Begin Given entries

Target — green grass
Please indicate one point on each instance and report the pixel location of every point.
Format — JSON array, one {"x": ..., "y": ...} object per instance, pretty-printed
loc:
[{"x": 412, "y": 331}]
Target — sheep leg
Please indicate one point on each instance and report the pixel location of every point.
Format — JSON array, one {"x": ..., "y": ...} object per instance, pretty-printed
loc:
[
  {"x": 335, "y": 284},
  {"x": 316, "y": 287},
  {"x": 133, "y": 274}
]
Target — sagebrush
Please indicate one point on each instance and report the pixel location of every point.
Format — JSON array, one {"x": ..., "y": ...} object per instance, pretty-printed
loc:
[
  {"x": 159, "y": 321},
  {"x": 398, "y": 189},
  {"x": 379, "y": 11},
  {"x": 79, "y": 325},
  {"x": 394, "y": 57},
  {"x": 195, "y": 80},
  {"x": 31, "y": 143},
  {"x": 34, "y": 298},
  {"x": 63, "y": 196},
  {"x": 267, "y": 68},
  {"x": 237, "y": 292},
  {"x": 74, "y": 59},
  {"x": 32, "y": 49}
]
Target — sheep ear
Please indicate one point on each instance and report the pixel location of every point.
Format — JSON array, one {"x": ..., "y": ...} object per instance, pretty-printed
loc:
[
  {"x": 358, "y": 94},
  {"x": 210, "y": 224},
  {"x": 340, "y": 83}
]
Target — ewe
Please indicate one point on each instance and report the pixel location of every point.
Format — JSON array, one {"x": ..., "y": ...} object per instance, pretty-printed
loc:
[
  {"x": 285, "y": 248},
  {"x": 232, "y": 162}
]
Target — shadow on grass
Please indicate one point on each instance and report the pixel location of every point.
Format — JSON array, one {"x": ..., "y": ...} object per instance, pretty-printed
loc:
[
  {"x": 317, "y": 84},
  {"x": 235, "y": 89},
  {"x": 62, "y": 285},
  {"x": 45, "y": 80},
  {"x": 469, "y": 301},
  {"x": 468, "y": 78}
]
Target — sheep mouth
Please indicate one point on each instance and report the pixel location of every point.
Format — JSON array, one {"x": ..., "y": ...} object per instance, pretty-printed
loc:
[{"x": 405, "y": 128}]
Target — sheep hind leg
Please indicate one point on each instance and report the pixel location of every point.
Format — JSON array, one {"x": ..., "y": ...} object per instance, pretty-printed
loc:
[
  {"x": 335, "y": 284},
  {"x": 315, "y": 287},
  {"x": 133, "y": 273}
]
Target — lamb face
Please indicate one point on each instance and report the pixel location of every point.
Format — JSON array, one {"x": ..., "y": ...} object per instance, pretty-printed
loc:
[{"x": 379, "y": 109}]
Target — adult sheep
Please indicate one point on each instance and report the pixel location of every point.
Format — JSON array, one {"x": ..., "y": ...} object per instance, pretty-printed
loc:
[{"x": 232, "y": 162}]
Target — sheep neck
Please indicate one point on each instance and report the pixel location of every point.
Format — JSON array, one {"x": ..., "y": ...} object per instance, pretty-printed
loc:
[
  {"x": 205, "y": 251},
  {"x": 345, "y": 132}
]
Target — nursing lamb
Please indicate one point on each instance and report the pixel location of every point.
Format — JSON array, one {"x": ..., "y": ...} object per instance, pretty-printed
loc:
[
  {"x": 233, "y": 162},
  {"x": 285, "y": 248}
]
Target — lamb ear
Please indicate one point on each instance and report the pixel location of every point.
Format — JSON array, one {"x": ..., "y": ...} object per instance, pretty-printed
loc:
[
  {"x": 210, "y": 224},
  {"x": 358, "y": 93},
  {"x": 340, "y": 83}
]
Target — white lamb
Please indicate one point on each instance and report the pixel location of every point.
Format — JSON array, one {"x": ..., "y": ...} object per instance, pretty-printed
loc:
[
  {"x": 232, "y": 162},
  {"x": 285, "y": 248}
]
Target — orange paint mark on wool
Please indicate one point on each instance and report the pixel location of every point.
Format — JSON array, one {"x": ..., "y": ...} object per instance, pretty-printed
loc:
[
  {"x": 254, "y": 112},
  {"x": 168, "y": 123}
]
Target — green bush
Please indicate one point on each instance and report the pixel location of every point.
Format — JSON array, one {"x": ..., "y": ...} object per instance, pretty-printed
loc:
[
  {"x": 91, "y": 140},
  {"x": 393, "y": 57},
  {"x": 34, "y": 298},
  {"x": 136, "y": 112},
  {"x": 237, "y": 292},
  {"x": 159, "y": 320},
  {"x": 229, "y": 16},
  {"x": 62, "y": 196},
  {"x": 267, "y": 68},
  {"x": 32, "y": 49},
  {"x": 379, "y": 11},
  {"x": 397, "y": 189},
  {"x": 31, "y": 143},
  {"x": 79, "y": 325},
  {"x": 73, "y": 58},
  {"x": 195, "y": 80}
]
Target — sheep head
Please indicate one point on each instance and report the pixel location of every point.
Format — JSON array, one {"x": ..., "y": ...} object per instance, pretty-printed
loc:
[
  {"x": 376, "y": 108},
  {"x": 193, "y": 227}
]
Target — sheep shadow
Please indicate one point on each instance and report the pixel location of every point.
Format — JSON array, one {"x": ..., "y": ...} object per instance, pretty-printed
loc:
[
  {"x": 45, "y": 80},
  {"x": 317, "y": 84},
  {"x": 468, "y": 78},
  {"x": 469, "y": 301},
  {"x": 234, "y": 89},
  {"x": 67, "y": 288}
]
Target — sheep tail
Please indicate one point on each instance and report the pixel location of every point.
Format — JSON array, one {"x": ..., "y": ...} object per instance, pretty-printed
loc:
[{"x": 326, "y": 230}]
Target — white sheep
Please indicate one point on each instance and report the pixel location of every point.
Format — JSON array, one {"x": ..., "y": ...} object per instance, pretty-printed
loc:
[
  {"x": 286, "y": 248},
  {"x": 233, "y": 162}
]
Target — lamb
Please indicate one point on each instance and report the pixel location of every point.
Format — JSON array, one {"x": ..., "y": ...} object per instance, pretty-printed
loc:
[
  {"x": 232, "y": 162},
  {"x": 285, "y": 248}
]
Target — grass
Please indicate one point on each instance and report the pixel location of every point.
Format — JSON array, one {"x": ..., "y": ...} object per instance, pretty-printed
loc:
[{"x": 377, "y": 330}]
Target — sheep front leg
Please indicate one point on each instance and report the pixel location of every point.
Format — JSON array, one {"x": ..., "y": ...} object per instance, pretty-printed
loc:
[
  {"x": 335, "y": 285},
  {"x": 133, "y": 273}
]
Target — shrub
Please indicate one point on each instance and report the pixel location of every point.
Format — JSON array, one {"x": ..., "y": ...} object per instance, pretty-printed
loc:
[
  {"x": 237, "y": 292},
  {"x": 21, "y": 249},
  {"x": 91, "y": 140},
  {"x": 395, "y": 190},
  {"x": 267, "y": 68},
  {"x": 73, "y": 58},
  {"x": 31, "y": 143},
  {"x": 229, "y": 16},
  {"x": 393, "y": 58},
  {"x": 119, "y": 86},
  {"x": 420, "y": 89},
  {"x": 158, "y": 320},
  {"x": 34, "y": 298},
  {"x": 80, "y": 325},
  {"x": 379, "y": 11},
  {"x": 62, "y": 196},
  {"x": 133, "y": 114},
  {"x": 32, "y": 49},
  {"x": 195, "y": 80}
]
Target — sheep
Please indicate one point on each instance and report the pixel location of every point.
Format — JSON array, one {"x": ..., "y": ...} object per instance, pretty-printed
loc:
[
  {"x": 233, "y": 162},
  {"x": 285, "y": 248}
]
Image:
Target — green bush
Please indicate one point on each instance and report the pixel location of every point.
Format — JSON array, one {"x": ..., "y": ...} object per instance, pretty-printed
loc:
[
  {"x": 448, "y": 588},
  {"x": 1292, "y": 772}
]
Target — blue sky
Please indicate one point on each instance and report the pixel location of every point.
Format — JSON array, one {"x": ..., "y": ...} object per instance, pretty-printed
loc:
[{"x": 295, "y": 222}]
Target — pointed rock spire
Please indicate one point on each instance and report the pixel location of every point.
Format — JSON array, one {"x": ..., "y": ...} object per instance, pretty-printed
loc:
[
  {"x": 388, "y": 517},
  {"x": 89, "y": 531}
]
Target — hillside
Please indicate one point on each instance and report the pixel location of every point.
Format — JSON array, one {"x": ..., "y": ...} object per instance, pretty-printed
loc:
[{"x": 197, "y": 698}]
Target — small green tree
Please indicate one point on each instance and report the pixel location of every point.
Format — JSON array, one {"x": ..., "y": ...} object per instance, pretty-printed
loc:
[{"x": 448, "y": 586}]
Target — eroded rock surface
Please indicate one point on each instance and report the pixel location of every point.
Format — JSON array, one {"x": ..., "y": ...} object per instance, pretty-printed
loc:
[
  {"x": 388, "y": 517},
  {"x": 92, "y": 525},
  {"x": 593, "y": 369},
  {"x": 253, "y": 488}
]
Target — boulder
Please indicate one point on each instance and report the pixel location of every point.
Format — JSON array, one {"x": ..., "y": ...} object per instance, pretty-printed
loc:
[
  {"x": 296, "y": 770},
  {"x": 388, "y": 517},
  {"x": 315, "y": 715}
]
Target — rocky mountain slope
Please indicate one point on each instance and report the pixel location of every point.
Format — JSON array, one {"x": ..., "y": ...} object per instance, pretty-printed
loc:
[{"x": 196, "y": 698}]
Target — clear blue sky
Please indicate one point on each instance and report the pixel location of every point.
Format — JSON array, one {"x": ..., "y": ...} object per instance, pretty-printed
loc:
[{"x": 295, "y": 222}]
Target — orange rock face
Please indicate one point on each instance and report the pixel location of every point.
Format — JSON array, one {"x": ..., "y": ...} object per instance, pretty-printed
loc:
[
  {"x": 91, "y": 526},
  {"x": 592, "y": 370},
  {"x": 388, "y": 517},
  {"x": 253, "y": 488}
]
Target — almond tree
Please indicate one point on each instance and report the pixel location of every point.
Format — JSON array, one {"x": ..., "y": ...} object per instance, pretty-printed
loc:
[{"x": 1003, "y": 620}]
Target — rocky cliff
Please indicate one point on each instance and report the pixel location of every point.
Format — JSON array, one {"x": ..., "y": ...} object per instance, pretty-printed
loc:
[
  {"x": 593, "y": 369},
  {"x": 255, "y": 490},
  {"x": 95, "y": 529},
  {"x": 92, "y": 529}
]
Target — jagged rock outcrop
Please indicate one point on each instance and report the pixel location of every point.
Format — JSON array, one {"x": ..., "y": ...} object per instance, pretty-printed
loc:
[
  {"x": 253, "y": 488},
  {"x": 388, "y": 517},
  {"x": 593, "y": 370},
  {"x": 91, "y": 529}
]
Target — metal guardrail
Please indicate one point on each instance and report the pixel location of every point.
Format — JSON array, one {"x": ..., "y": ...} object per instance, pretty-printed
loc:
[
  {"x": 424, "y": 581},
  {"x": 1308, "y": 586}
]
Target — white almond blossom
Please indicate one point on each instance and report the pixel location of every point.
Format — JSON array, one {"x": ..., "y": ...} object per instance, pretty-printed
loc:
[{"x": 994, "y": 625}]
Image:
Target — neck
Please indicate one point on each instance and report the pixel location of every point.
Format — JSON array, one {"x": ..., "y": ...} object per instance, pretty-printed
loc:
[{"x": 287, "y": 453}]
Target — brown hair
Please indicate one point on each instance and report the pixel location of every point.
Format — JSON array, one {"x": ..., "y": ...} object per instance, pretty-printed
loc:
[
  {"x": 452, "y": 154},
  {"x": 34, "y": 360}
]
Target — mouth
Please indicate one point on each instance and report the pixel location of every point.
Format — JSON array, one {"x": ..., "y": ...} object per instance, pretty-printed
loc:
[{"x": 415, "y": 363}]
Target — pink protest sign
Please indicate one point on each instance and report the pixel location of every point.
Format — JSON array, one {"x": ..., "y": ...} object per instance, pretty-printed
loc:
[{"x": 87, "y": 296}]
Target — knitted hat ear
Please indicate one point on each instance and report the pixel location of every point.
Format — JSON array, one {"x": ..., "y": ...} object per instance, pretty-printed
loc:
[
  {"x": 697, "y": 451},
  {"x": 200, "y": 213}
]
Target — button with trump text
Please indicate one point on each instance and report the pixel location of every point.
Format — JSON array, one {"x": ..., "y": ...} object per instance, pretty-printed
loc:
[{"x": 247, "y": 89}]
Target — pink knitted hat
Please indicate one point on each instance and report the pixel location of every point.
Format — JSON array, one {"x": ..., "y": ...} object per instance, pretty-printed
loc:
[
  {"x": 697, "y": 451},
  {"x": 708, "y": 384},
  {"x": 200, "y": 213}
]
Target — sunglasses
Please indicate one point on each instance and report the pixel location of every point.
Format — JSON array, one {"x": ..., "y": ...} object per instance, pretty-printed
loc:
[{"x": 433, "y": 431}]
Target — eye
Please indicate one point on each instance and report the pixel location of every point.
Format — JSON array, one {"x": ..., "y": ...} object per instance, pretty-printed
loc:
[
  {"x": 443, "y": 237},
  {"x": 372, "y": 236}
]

End Given entries

### Aim
Quote exactly what appears from the line containing "Target — brown hair" through the final line of the listing above, including both of those lines.

### Written reply
Target — brown hair
Please indicate one point on each instance and report the pixel location of every point.
Format — JSON array, one {"x": ..., "y": ...} object per instance, pretty-printed
loc:
[
  {"x": 452, "y": 154},
  {"x": 34, "y": 360}
]
Target — mouth
Please indicate one point on each instance and report the pixel location of every point.
Format — JSON array, one {"x": ..., "y": ...} object per instance, pretty-printed
loc:
[{"x": 415, "y": 363}]
Target — pink protest sign
Please indicate one point on each instance and report the pixel location of every point.
Format — JSON array, one {"x": ..., "y": ...} object per instance, pretty-printed
loc:
[{"x": 87, "y": 296}]
Target — knitted hat ear
Please indicate one point on each instance and report the pixel location of every point.
Format — JSON array, one {"x": ..., "y": ...} object per instance, pretty-printed
loc:
[
  {"x": 697, "y": 451},
  {"x": 200, "y": 213}
]
Target — button with trump text
Please indicate one point on each instance and report the pixel location of every point.
Format — JSON array, one {"x": ..., "y": ...} object per instance, pretty-printed
loc:
[{"x": 247, "y": 89}]
Target — pink knitted hat
Please indicate one point on each instance and report the pixel location of every point.
Format — JSON array, one {"x": ..., "y": ...} object per instance, pretty-printed
loc:
[
  {"x": 697, "y": 451},
  {"x": 708, "y": 384},
  {"x": 200, "y": 213}
]
Target — sunglasses
Please indicate one point on each instance and report the pixel location of every point.
Format — JSON array, one {"x": ..., "y": ...} object per instance, pretty-printed
loc:
[{"x": 433, "y": 431}]
Target — eye
Please indicate one point on each instance and report the pixel location of every point.
Format — JSON array, one {"x": ..., "y": ...} object per instance, pretty-printed
loc:
[
  {"x": 443, "y": 237},
  {"x": 372, "y": 236}
]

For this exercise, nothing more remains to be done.